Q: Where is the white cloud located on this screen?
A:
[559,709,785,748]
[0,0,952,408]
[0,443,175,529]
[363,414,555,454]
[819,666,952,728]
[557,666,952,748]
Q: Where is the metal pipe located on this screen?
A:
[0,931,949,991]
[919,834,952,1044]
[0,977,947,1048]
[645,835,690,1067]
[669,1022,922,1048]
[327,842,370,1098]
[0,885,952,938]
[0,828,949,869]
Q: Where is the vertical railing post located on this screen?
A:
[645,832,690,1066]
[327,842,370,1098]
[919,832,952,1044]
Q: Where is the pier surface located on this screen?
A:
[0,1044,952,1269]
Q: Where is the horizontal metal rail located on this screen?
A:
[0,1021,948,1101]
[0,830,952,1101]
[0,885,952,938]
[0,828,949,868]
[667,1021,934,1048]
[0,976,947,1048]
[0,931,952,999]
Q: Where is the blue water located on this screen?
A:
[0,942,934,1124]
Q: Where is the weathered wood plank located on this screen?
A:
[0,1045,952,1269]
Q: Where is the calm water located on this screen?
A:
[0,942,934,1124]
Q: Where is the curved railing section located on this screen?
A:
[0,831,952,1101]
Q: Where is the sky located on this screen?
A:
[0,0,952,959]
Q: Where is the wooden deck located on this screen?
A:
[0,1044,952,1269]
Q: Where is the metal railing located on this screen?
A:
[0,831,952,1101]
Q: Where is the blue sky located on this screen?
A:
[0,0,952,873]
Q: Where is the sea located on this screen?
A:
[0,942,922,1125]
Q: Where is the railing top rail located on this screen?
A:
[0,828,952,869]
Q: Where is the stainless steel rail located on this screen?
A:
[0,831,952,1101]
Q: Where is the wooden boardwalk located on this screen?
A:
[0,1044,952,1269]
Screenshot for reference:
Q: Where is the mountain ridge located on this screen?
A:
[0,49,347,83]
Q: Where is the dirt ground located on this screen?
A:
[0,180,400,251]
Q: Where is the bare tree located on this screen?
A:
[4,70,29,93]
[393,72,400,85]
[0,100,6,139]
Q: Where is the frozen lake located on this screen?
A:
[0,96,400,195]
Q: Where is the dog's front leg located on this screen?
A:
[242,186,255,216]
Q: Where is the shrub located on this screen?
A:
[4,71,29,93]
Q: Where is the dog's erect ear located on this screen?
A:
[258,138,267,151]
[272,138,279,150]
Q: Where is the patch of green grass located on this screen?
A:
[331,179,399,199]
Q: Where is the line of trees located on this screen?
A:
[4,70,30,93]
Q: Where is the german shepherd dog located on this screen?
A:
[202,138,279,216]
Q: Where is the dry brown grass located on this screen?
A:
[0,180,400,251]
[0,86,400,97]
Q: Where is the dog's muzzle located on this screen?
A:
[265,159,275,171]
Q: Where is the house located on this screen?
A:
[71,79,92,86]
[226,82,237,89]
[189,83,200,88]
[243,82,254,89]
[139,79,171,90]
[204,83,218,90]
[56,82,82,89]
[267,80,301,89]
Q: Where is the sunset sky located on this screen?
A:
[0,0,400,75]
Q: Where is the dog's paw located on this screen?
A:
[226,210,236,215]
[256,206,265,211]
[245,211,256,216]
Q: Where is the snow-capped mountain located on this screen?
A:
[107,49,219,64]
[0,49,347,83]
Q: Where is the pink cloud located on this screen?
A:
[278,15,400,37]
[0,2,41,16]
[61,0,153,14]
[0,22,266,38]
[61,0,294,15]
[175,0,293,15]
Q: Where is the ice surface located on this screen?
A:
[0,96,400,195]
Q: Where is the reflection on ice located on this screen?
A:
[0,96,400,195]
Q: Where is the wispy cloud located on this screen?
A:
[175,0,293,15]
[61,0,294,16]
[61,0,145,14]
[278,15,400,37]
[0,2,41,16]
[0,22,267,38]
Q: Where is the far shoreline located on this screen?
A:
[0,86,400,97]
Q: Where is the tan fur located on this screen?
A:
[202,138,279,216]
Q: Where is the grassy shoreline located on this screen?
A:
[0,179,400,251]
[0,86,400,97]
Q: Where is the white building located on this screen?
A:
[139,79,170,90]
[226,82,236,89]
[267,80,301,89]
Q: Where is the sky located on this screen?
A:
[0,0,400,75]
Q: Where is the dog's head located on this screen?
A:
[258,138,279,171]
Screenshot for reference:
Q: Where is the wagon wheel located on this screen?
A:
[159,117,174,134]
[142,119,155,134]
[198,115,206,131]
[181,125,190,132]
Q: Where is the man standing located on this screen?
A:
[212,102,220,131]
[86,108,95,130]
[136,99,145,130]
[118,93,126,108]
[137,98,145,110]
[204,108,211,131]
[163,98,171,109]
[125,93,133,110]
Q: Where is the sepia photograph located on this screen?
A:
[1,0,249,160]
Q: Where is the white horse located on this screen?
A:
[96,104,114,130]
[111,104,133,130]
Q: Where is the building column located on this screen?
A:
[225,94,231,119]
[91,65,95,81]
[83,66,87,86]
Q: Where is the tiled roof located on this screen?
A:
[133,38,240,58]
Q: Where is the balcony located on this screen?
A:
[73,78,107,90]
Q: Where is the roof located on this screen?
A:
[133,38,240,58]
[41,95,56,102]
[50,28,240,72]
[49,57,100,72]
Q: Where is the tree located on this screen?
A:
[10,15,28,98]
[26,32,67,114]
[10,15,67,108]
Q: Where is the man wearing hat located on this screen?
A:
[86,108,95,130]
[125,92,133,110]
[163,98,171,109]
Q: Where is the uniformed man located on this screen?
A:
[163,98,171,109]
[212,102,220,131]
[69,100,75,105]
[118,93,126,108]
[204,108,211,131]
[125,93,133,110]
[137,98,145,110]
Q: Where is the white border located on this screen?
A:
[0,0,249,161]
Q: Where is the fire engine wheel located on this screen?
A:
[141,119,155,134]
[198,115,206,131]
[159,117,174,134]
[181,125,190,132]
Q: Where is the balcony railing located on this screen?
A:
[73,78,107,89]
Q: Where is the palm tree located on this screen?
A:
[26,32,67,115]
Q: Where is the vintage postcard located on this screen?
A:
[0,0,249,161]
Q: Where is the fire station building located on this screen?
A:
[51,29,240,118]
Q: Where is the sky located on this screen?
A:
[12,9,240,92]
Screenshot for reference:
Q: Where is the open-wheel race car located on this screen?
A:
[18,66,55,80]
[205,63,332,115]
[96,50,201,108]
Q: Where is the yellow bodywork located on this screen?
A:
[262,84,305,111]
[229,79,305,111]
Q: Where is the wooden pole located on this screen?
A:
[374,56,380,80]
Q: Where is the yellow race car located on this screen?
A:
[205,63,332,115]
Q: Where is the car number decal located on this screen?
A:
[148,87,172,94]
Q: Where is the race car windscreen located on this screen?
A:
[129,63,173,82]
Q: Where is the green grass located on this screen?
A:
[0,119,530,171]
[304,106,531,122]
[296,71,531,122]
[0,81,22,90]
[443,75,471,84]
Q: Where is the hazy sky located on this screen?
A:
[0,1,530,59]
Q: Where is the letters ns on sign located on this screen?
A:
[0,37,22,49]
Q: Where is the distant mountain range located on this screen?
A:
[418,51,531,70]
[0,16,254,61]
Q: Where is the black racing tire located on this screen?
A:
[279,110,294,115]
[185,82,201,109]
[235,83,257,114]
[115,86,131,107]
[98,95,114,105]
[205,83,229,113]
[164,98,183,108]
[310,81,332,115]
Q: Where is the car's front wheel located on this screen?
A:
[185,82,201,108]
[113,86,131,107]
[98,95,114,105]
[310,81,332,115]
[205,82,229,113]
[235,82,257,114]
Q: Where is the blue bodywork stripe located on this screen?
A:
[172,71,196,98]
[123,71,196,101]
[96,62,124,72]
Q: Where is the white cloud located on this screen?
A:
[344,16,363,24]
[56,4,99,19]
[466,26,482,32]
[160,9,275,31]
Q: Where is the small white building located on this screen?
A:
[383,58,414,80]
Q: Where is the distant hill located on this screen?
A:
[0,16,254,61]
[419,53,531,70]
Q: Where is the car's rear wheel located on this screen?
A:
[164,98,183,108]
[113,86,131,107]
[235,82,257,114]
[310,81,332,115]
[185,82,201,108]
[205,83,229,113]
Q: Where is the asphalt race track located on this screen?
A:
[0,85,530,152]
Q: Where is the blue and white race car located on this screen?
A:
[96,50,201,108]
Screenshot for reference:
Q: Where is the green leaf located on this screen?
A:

---

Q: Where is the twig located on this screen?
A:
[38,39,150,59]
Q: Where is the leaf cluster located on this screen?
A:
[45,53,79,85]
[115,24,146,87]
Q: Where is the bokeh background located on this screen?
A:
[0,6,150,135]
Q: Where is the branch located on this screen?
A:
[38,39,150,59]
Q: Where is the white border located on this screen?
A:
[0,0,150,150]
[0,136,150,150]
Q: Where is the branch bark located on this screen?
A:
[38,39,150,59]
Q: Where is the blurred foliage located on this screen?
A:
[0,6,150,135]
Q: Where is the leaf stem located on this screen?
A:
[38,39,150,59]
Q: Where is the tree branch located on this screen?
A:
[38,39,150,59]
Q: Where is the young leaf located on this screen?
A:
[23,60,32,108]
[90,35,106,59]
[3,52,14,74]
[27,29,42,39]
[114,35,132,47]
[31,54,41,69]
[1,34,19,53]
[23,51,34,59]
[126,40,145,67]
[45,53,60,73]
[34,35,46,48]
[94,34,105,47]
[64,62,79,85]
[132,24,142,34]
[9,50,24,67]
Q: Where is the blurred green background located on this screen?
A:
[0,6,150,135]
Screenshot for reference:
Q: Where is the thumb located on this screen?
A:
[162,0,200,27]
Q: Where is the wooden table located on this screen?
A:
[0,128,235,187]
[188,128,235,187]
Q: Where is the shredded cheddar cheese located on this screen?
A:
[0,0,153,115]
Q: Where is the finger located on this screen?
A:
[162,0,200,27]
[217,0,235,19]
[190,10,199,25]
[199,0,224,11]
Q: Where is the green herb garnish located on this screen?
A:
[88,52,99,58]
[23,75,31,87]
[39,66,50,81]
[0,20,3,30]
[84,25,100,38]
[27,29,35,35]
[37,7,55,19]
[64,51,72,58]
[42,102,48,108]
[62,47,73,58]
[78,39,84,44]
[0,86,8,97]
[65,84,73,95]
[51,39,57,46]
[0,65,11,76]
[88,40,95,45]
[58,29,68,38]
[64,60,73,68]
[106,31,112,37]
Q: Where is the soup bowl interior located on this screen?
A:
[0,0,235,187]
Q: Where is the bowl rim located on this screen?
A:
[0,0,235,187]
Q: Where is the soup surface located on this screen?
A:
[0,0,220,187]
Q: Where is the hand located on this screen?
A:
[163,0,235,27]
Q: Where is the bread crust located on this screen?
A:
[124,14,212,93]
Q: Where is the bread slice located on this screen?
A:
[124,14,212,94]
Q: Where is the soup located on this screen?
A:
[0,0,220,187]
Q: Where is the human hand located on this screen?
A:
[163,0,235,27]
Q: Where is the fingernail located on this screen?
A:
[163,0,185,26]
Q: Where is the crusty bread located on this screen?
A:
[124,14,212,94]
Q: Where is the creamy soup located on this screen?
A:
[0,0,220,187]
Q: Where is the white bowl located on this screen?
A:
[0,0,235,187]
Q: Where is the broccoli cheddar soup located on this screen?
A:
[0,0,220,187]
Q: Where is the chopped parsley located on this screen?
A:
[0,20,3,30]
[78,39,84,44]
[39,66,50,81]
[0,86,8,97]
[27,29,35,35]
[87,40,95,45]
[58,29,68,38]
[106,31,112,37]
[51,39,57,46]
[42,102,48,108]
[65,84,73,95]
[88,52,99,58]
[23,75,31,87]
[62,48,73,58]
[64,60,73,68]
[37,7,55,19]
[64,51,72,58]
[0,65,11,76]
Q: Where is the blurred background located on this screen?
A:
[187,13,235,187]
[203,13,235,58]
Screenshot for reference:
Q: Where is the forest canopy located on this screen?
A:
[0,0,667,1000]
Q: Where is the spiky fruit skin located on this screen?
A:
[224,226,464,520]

---

▶ EXERCISE GOAL
Copy every line from the rows above that contains the string "roof". Case counts.

▶ PROBLEM SOLUTION
Q: Where is the tiled roof located on this screen?
Q: Where is the roof located on this screen?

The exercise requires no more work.